**Instruction**
Render the part of the listing below that opens with the line containing "[tag] white flower" and closes with the line containing "Target: white flower cluster" as a JSON array of strings, one string per line. Include both end lines and omit blank lines.

☆ ☆ ☆ ☆ ☆

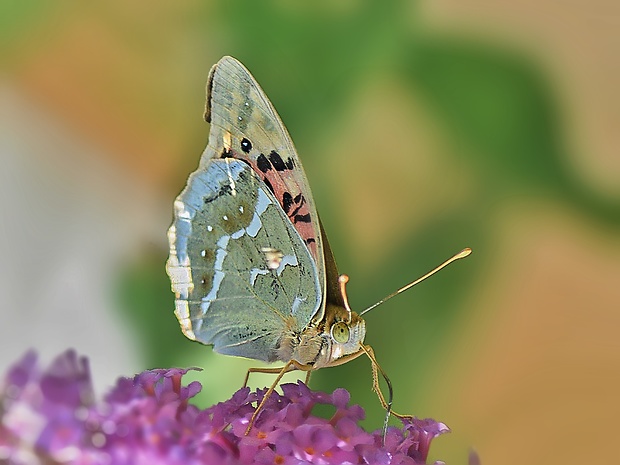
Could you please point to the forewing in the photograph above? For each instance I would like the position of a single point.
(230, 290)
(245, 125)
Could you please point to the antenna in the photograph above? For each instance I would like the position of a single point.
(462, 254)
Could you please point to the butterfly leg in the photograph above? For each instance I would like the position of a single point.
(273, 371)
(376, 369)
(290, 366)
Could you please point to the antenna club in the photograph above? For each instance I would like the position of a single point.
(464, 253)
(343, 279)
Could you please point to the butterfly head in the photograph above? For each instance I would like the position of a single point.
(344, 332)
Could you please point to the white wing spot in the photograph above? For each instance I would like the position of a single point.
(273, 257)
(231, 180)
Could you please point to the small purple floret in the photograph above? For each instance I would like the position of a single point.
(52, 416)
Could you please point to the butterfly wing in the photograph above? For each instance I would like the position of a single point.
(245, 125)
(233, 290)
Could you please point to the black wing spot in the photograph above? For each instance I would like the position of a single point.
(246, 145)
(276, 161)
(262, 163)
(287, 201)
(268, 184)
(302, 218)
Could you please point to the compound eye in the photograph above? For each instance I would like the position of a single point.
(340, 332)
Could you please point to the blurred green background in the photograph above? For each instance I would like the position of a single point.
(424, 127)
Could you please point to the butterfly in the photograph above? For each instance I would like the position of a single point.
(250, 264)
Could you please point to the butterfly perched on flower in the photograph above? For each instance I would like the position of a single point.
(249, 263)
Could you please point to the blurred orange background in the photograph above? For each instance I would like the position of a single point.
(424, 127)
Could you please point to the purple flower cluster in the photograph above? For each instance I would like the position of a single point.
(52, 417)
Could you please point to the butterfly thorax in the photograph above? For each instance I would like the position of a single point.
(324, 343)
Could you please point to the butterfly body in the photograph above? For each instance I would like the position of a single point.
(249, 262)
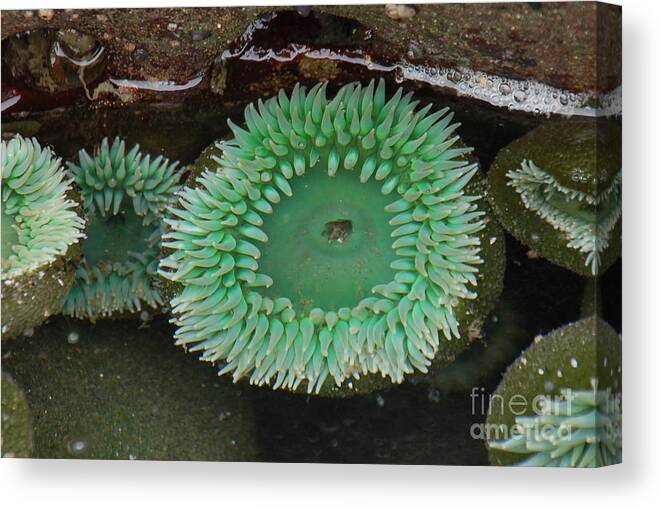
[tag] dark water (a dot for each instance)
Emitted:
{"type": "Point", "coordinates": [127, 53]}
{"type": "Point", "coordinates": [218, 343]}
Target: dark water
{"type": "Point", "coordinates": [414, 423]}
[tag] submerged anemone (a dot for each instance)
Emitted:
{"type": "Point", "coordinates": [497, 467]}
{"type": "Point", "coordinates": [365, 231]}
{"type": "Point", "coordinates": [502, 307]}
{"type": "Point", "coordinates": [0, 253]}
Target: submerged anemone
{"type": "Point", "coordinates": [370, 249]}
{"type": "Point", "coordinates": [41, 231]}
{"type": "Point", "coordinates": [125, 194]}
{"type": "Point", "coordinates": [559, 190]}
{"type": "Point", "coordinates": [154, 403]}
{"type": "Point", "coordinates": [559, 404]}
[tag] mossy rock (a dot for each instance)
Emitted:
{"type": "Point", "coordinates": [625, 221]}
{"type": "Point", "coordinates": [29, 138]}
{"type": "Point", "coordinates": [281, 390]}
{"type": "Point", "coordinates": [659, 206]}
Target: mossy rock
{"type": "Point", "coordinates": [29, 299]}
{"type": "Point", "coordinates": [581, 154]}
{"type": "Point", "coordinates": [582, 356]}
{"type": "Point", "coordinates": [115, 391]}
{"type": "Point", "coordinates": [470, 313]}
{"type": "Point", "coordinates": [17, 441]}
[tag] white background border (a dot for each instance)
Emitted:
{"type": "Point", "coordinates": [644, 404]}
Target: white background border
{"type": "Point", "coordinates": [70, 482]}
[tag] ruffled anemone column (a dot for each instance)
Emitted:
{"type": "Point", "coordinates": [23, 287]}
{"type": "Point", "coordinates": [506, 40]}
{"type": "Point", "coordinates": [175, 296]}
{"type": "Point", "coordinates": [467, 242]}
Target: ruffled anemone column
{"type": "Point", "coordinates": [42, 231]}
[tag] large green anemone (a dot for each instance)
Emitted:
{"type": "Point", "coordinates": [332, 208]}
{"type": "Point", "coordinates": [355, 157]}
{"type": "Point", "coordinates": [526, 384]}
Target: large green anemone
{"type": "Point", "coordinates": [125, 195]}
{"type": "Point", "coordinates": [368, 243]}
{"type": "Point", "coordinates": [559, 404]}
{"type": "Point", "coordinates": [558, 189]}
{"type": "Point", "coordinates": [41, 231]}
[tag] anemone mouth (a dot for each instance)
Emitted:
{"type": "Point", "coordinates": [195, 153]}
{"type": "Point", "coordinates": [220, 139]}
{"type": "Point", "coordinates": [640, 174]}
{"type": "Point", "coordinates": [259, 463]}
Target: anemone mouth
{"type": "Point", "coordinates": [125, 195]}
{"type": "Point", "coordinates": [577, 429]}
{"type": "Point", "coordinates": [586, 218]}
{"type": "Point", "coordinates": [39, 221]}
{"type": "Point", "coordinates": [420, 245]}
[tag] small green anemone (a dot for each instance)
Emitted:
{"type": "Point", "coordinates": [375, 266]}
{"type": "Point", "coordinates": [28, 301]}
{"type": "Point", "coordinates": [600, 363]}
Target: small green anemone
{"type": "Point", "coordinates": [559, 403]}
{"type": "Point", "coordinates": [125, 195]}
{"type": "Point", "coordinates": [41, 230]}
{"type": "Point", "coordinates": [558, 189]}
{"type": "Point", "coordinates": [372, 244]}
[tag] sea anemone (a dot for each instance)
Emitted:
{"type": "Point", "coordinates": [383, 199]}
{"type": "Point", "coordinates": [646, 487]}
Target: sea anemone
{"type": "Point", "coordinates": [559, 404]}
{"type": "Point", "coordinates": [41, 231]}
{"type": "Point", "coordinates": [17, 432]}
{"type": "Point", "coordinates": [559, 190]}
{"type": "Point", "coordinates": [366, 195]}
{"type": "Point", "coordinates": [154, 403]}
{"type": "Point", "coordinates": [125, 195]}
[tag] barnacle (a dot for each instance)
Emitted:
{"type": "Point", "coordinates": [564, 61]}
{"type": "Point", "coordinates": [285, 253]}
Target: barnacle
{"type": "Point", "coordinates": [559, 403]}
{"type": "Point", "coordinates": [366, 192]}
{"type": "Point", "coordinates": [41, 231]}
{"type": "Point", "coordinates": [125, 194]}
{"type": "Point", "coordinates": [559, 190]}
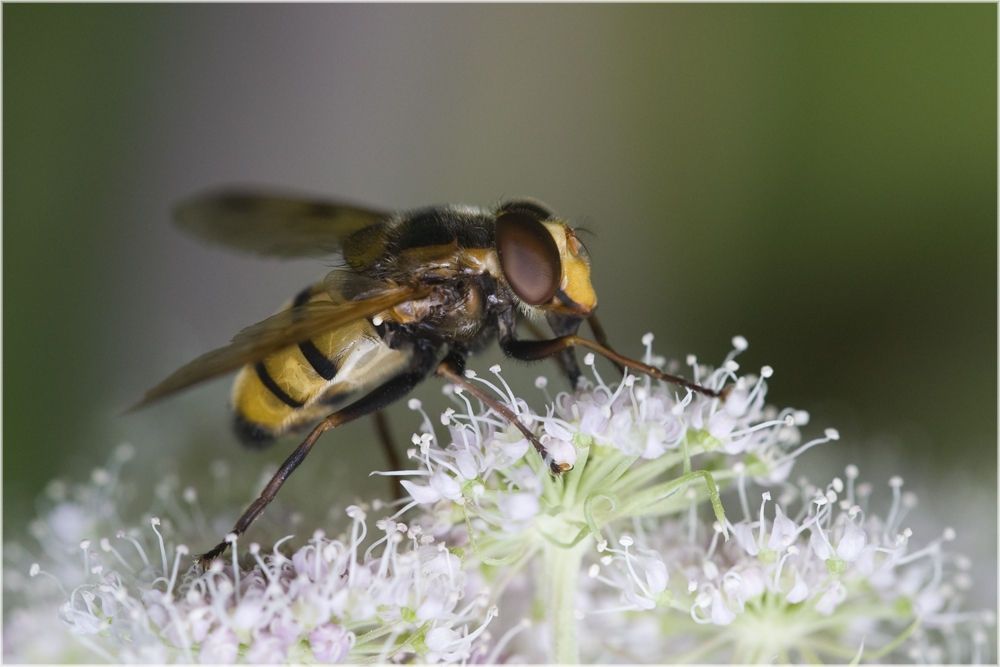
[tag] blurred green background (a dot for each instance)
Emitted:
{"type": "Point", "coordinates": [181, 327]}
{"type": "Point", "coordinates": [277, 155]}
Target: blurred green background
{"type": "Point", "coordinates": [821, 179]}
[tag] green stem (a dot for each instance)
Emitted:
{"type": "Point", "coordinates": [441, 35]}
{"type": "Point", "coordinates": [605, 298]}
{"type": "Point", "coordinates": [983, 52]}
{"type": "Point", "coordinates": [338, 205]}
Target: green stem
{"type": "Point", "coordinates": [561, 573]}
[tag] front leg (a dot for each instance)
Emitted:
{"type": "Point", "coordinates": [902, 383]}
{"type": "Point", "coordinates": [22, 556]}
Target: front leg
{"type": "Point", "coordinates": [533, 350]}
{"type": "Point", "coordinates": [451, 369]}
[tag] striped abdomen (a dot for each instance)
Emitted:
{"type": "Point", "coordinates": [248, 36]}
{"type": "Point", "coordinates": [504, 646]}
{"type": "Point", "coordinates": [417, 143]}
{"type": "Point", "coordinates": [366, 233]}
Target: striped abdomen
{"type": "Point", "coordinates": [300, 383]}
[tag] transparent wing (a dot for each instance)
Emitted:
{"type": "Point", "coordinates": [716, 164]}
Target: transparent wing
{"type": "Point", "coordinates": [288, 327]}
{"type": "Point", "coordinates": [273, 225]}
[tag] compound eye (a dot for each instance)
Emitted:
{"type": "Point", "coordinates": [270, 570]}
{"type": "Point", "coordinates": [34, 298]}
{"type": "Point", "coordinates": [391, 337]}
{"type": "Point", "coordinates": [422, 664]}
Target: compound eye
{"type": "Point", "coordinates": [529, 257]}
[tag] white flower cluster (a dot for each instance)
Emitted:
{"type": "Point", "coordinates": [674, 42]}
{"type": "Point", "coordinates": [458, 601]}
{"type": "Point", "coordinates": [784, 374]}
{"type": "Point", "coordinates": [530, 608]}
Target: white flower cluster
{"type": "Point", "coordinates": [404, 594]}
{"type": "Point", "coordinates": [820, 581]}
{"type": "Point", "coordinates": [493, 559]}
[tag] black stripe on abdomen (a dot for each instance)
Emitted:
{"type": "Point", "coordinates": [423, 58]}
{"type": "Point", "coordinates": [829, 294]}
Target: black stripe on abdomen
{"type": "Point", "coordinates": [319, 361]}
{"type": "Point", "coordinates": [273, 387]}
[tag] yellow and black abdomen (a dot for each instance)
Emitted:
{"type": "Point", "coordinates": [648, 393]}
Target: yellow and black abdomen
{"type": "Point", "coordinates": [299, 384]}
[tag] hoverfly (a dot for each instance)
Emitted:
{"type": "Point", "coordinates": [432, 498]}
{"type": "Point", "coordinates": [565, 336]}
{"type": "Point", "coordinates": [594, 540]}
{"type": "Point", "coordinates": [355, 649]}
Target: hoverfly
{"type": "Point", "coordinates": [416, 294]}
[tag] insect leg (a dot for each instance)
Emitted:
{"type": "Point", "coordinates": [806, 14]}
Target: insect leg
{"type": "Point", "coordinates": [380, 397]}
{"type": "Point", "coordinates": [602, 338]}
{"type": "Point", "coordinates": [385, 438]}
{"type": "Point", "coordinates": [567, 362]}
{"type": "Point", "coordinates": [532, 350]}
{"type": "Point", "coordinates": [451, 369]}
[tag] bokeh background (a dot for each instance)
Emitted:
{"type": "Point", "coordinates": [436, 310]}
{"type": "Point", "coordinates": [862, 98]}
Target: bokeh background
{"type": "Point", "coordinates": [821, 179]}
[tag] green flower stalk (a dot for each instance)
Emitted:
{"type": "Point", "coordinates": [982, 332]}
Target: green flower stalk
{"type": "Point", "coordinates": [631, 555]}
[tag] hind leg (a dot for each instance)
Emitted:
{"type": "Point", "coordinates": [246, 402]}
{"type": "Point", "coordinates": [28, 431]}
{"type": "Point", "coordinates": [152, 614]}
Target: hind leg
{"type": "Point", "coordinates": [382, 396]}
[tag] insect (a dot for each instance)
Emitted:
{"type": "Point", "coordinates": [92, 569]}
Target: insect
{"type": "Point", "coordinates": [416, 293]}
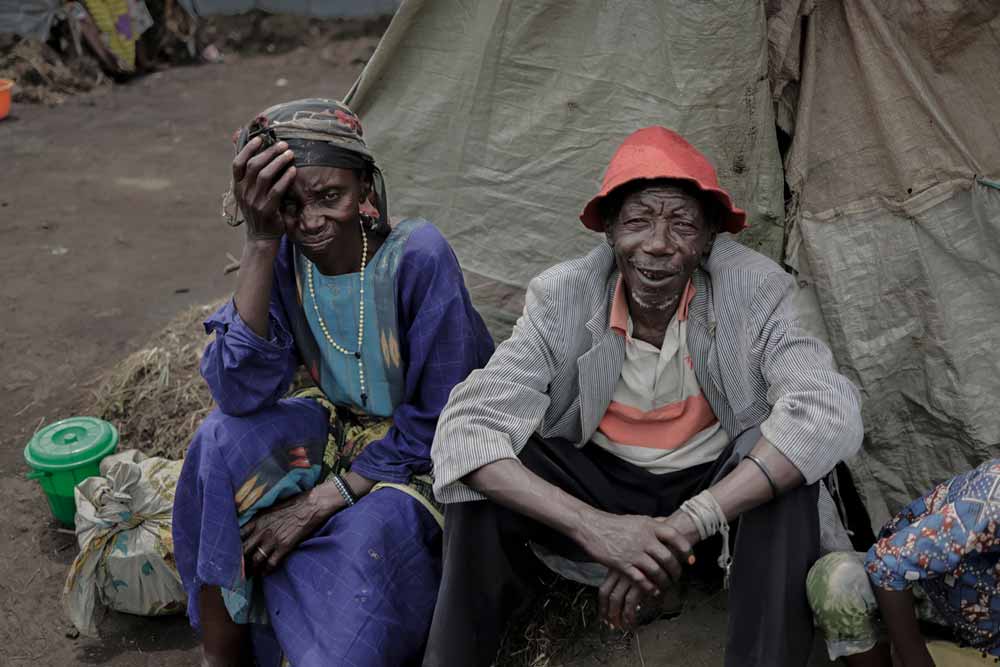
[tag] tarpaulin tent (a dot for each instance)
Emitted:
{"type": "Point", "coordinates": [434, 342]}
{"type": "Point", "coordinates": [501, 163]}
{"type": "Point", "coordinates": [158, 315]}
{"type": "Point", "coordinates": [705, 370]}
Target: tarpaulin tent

☆ ☆ ☆ ☆ ☆

**Reply to the exercise**
[
  "[tag] white flower cluster (a dot for each instance)",
  "Emitted:",
  "{\"type\": \"Point\", \"coordinates\": [674, 42]}",
  "{\"type\": \"Point\", \"coordinates\": [458, 601]}",
  "{\"type\": \"Point\", \"coordinates\": [784, 374]}",
  "{\"type\": \"Point\", \"coordinates\": [530, 608]}",
  "Target: white flower cluster"
]